REQUIRED TASK ▸ Recast every line of the entries below as a Markdown table with two columns, Row and Line. Number each row and omit blank lines.

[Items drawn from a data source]

※ ※ ※

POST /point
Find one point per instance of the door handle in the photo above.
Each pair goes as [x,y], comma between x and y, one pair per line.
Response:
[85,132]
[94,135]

※ ※ ※

ANSWER TO THIS PROBLEM ▸
| Row | Line |
|---|---|
| 1 | POST /point |
| 2 | Find one point per instance of the door handle in the photo above. |
| 3 | Each pair goes as [x,y], comma between x and y, one pair per line. |
| 4 | Response: |
| 5 | [85,132] |
| 6 | [94,135] |